▶ [DOCUMENT]

Back in 2007, Greece had one of the highest percentage of smokers in the world with over half of men and a third of women being regular smokers.  Over the last 10 years, a campaign “Smoke-Free Greece” supported by a Greek-American charity, the Behrakis Foundation, has been fighting tobacco use in Greece.  Now the campaign is starting to change public attitudes.  According to the poll findings, the majority of Greeks expressing strong opposition to smoking.  The survey also focused on anti-smoking legislation in enclosed public areas. Over 80% of respondents, said that non-compliance with anti-smoking laws was unacceptable to them while 76.1% expressed anger at the fact that Greece is the only EU country that still tolerates smoking indoors.

What has bought about this rapid change in attitude in Greece? No campaign could do it, no health warning could do it; for a very long time, no change in the price of a pack could do it.  But as Greeks learnt to survive on less, they earned themselves the unusual distinction of abandoning cigarettes in record numbers a mind-blowing 2% drop in the number of smokers every year. Only 13% of Greeks over the age of 65 now smoke, and now we can see the fruits of years of Behrakis Foundation’s campaigning in schools, with fewer and fewer Greeks under the age of 24 becoming smokers. The battle is now with those who are middle-aged.

And finally… if I mention reproductions of Greek sculptures to you, your mind would normally turn to mass-reproduced plastic statues made in China and sold in tatty souvenir shops. Now this is changing; a group of artists working for Athens’ Culture Ministry have exclusive rights to make officially certified copies for sale in Greek museum shops.

▶ [PROBLEMS AND TASKS]
(1) Translate this sentence from the article on smoking in Greece into Spanish: "Now the campaign is starting to change public attitudes."
(2) From the article on smoking in Greece, write out the part that runs from "And finally… if" up to and including "Greek museum shops.".

▶ [DATA SECTION]
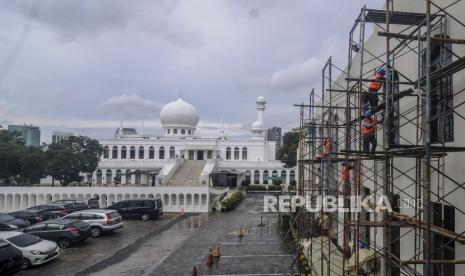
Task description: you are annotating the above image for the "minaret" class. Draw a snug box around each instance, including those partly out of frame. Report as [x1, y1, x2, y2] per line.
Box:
[250, 96, 266, 140]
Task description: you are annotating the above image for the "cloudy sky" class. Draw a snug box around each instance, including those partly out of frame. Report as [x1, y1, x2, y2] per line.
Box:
[0, 0, 383, 141]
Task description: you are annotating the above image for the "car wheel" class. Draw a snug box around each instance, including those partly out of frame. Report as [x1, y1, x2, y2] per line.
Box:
[58, 238, 71, 248]
[90, 226, 102, 238]
[21, 258, 31, 269]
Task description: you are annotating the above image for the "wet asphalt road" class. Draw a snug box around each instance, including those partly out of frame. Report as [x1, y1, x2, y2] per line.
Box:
[17, 196, 295, 276]
[149, 195, 296, 276]
[15, 215, 179, 276]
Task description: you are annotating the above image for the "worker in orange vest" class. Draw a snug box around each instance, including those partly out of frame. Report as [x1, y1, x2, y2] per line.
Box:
[323, 136, 333, 153]
[341, 160, 354, 183]
[315, 151, 328, 161]
[362, 111, 378, 155]
[363, 67, 386, 112]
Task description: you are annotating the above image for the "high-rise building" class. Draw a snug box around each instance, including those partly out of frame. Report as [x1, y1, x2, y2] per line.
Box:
[52, 131, 74, 144]
[8, 125, 40, 147]
[266, 127, 282, 154]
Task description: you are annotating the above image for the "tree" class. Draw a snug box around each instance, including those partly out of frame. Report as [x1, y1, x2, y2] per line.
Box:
[46, 136, 103, 186]
[278, 131, 300, 168]
[20, 146, 47, 184]
[0, 130, 26, 183]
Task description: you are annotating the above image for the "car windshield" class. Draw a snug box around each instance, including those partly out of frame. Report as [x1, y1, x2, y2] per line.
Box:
[7, 234, 40, 247]
[0, 214, 15, 222]
[0, 240, 10, 248]
[110, 212, 120, 218]
[73, 221, 87, 228]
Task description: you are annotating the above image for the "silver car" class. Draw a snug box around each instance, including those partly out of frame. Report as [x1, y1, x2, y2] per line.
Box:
[0, 231, 60, 269]
[62, 209, 124, 238]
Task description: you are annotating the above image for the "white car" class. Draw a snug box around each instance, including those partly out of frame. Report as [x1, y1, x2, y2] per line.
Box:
[0, 231, 60, 268]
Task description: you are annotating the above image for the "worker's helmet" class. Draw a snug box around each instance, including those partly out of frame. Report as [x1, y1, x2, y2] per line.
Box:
[376, 67, 386, 76]
[364, 111, 373, 118]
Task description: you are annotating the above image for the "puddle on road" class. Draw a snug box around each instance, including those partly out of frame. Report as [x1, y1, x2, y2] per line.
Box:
[90, 214, 208, 276]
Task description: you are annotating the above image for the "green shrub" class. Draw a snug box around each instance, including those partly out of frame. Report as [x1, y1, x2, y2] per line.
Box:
[248, 185, 266, 191]
[221, 191, 244, 211]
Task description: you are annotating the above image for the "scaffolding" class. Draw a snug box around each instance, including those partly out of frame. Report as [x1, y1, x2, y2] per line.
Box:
[290, 0, 465, 276]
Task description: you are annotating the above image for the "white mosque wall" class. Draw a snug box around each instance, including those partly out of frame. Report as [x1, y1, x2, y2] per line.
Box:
[0, 187, 210, 212]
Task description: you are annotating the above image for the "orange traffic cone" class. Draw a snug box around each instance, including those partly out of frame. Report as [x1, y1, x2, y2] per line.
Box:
[207, 248, 215, 266]
[213, 242, 221, 258]
[237, 225, 244, 238]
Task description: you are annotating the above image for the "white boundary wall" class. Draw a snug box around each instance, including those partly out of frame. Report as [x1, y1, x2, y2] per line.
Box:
[0, 186, 210, 212]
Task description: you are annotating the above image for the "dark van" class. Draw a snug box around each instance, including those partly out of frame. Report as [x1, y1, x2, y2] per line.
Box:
[106, 199, 163, 220]
[0, 240, 24, 275]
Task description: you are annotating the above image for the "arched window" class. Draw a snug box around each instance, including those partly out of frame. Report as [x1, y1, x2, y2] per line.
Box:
[234, 147, 239, 160]
[126, 170, 131, 184]
[289, 170, 295, 181]
[105, 170, 113, 185]
[253, 170, 260, 184]
[121, 146, 127, 159]
[271, 170, 282, 184]
[242, 147, 247, 160]
[103, 146, 110, 159]
[263, 170, 270, 184]
[226, 147, 231, 160]
[97, 169, 102, 185]
[281, 170, 287, 184]
[134, 170, 142, 185]
[170, 146, 176, 159]
[111, 146, 118, 159]
[115, 170, 121, 184]
[245, 170, 252, 185]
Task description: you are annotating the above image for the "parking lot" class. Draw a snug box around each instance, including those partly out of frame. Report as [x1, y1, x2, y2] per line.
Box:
[15, 214, 189, 276]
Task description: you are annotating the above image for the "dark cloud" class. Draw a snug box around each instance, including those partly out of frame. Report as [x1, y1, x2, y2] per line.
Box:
[0, 0, 382, 137]
[249, 9, 260, 18]
[1, 0, 201, 47]
[100, 94, 163, 119]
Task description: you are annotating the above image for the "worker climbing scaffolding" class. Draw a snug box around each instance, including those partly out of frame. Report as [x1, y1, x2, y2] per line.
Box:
[341, 160, 354, 185]
[363, 67, 386, 112]
[362, 111, 378, 155]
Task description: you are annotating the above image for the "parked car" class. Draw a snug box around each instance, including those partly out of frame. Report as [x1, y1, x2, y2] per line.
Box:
[0, 240, 24, 275]
[0, 231, 60, 269]
[26, 203, 77, 218]
[24, 219, 90, 248]
[107, 199, 163, 220]
[52, 198, 100, 210]
[62, 209, 124, 238]
[9, 208, 55, 225]
[0, 213, 29, 231]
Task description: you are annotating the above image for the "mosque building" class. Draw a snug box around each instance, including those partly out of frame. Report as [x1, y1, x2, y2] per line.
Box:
[87, 96, 295, 187]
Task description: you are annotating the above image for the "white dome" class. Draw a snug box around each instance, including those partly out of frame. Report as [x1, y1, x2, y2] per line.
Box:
[160, 98, 199, 128]
[257, 96, 266, 103]
[252, 121, 263, 129]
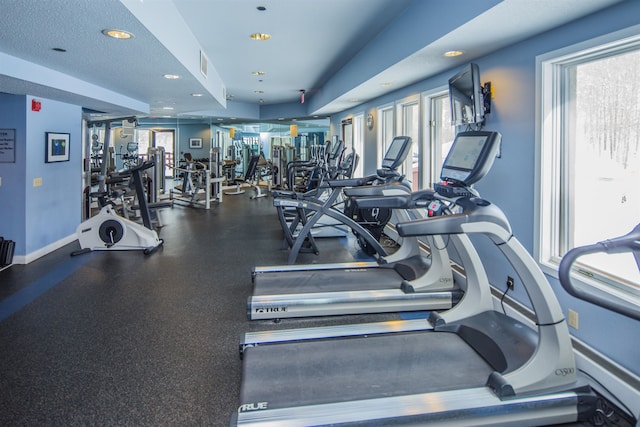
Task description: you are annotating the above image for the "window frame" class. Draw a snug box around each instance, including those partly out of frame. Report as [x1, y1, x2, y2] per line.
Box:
[534, 25, 640, 305]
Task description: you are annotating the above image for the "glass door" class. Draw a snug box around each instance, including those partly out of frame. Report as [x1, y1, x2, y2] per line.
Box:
[152, 129, 176, 178]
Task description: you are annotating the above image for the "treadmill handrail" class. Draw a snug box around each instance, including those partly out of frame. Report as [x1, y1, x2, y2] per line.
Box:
[558, 224, 640, 320]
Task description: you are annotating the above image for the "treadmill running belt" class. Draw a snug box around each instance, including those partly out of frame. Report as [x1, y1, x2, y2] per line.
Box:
[253, 267, 402, 296]
[240, 332, 493, 409]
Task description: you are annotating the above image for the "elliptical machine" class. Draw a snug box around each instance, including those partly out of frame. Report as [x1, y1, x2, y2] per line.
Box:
[71, 161, 164, 256]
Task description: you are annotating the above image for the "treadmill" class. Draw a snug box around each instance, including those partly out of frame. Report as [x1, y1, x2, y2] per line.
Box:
[231, 131, 596, 427]
[247, 137, 464, 320]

▶ [ANSWERS PER TASK]
(1) Ahora la campaña está empezando a cambiar las actitudes del público.

(2)
And finally… if I mention reproductions of Greek sculptures to you, your mind would normally turn to mass-reproduced plastic statues made in China and sold in tatty souvenir shops. Now this is changing; a group of artists working for Athens’ Culture Ministry have exclusive rights to make officially certified copies for sale in Greek museum shops.